:: Assigned task ::
What you return must be an exact copy of the lines in the listing below between the line holding "obj: headphones around neck" and the line holding "obj: curly dark hair", inclusive, and nothing more.

━━ Given data ━━

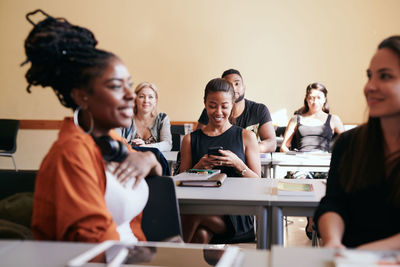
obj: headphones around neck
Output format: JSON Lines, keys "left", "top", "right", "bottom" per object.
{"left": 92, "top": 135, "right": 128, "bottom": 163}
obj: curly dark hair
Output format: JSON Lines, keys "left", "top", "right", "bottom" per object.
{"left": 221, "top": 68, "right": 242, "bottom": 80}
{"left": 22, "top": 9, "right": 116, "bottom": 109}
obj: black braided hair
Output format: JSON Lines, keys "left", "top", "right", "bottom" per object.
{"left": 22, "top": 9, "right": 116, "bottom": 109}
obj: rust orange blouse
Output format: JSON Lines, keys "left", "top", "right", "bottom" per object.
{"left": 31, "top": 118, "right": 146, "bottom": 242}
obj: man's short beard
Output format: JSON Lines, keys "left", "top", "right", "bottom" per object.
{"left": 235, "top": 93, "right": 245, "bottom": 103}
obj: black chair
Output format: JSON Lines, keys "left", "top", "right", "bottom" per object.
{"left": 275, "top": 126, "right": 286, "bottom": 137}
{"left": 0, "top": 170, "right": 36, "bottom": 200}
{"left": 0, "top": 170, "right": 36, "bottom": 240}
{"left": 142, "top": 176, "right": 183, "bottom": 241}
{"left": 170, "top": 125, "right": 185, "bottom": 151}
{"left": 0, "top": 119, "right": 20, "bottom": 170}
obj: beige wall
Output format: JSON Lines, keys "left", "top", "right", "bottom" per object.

━━━
━━ Given data ━━

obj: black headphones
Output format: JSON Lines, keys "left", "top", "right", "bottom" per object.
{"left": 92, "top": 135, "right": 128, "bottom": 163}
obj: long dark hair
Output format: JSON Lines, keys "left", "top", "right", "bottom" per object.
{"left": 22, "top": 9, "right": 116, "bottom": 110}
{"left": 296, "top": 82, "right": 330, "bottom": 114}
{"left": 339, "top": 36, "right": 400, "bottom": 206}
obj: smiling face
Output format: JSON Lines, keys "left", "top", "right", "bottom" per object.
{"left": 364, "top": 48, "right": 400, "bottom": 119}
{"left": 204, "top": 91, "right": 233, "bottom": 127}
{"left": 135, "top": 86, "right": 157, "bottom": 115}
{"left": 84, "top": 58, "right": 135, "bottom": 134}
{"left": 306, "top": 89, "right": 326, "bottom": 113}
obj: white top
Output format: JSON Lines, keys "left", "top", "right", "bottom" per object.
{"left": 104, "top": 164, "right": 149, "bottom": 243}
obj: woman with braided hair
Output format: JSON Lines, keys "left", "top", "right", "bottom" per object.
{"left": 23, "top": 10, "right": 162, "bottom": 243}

━━━

:: Response for this exercise ::
obj: headphones around neck
Output format: JSON Lines, keys "left", "top", "right", "bottom" per object.
{"left": 92, "top": 135, "right": 128, "bottom": 163}
obj: curly dark hair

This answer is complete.